◆ DATA FOR THIS TASK
━━━━

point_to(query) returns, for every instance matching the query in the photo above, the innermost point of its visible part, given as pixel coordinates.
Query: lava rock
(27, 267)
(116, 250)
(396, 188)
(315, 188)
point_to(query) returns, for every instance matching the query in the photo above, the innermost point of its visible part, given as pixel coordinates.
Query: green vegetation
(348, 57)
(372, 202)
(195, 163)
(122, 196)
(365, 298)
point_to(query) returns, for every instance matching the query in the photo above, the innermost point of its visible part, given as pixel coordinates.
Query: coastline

━━━━

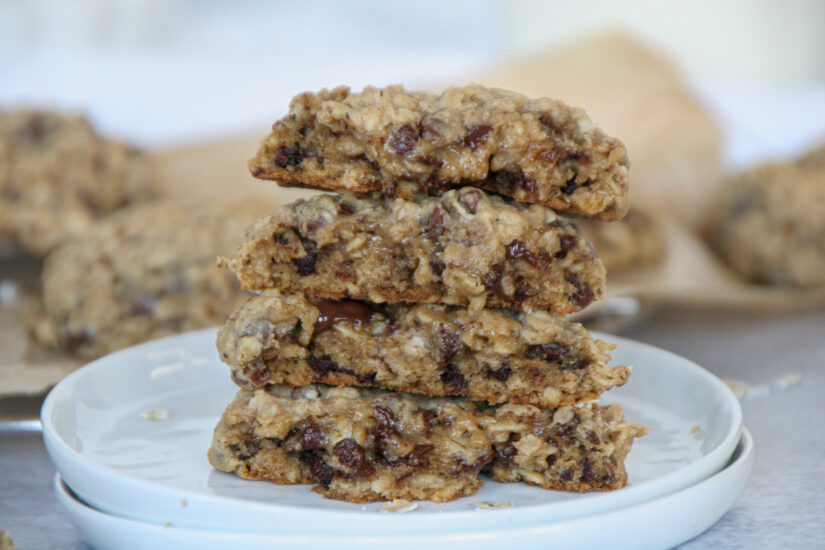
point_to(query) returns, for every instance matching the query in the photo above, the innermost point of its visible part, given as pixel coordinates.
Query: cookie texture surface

━━━━

◆ PROBLEM TO SOLVE
Among the records above, repeat exactly the line with "Query: green vegetation", the line with "Query: coastline", and every line in between, and only those.

◆ RESULT FOR THIS TASK
Query: green vegetation
(348, 57)
(372, 202)
(195, 163)
(122, 196)
(365, 298)
point_to(query) returns, for every instance matching the query in the photo above, the innermost point of its visible part, given as pixel coordinates.
Query: coastline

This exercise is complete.